_Instructions for the task_.
Rewrite the data from its first line through the line containing "<point>217,61</point>", inclusive, changing every "target" to "label" and leaving everything else unchanged.

_Entries provided_.
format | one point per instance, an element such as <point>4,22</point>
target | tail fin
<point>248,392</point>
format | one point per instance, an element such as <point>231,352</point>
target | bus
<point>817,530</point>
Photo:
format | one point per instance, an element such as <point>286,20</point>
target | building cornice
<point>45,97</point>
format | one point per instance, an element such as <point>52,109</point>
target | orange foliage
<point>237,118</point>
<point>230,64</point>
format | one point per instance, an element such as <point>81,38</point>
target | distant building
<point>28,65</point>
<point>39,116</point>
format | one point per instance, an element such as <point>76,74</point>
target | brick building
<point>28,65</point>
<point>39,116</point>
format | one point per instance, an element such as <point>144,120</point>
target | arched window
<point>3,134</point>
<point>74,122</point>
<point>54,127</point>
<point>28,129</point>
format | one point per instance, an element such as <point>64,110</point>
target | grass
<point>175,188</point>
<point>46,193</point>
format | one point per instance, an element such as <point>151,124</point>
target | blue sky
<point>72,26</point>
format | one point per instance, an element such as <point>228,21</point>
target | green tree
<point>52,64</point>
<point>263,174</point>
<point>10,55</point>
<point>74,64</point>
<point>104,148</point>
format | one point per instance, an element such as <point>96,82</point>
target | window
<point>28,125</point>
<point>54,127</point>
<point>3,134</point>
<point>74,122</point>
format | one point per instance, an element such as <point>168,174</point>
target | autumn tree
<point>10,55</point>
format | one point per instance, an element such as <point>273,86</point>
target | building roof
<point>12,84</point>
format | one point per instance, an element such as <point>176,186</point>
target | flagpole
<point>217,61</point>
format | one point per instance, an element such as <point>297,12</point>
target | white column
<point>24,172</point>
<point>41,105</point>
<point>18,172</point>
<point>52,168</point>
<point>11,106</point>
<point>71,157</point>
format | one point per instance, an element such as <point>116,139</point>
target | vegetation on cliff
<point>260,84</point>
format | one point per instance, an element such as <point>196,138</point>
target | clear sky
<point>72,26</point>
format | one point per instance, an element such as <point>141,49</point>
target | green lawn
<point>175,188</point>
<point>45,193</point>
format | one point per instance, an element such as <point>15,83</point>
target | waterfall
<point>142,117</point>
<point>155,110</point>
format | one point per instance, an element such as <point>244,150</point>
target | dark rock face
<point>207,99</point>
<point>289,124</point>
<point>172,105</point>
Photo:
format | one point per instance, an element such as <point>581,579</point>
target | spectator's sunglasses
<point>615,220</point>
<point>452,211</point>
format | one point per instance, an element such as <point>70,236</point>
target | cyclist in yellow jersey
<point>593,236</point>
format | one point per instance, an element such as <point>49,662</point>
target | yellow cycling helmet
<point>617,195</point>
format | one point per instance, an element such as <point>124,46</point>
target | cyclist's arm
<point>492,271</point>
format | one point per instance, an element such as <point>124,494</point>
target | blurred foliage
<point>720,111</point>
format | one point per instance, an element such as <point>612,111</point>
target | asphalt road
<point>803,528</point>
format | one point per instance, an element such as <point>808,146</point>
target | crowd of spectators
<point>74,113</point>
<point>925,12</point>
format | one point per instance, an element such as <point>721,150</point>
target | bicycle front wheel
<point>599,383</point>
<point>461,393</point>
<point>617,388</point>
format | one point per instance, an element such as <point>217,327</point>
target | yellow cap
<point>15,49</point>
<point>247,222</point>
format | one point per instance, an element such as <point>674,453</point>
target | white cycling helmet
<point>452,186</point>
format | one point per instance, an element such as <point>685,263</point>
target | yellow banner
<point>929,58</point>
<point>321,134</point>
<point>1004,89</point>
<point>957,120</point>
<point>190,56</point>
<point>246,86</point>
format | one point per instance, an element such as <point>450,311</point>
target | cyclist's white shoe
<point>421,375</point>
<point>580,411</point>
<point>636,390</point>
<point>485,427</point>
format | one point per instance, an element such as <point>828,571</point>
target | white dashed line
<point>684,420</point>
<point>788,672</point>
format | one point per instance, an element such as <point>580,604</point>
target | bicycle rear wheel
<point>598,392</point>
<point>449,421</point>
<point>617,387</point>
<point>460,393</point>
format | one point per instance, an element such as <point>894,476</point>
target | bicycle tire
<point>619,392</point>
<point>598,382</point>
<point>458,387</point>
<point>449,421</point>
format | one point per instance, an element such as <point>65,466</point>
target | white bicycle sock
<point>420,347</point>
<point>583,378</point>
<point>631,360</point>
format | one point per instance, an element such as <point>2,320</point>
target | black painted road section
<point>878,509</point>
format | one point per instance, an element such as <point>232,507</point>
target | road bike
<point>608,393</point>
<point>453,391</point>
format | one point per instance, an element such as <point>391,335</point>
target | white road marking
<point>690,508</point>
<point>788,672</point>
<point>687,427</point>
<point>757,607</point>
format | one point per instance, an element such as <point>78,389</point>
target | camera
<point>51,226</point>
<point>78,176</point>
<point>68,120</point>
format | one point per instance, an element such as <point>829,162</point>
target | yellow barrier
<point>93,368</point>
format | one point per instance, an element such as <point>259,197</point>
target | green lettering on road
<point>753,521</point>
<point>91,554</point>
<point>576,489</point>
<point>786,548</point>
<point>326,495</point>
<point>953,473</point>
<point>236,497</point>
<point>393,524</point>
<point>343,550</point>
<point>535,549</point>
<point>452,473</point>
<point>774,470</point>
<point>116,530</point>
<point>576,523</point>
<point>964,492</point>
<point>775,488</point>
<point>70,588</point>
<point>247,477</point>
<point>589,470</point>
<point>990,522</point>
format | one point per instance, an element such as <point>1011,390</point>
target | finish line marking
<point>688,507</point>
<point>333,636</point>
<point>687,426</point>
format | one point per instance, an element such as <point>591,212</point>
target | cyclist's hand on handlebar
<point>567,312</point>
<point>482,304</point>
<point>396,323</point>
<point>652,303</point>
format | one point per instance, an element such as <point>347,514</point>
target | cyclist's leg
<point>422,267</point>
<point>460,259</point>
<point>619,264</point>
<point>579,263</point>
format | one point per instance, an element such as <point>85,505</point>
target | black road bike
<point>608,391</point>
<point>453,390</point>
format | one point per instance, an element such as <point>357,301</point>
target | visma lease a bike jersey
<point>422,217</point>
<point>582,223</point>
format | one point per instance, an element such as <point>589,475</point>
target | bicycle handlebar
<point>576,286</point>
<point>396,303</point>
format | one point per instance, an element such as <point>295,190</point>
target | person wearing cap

_Full solution_.
format | one point per instance, an element such as <point>4,22</point>
label | tail fin
<point>248,392</point>
format | one point per instance, an element such as <point>231,352</point>
label | bus
<point>817,530</point>
Photo:
format | one point per instance, an element such as <point>286,20</point>
label | building cornice
<point>45,97</point>
format | one point per instance, an element such as <point>52,109</point>
label | orange foliage
<point>237,118</point>
<point>230,64</point>
format | one point per instance, an element such as <point>81,38</point>
label | distant building
<point>28,65</point>
<point>39,116</point>
format | one point per instance, an element such as <point>76,74</point>
label | brick building
<point>28,65</point>
<point>39,116</point>
format | one point per instance, an element such as <point>144,120</point>
label | arched window
<point>3,134</point>
<point>74,122</point>
<point>54,127</point>
<point>28,129</point>
format | one point per instance, an element such as <point>64,110</point>
label | grass
<point>175,188</point>
<point>46,193</point>
format | one point per instance, an element such as <point>151,124</point>
label | blue sky
<point>72,26</point>
format | one point per instance, an element such as <point>228,21</point>
label | green tree
<point>52,64</point>
<point>263,174</point>
<point>10,55</point>
<point>74,64</point>
<point>104,148</point>
format | one point per instance, an element such as <point>96,82</point>
label | window
<point>28,125</point>
<point>54,127</point>
<point>3,134</point>
<point>74,122</point>
format | one point per instance, an element such as <point>168,174</point>
label | autumn tree
<point>10,55</point>
format | one point per instance, an element such as <point>273,86</point>
label | building roof
<point>12,84</point>
format | one point per instance, an element such as <point>176,186</point>
label | flagpole
<point>217,61</point>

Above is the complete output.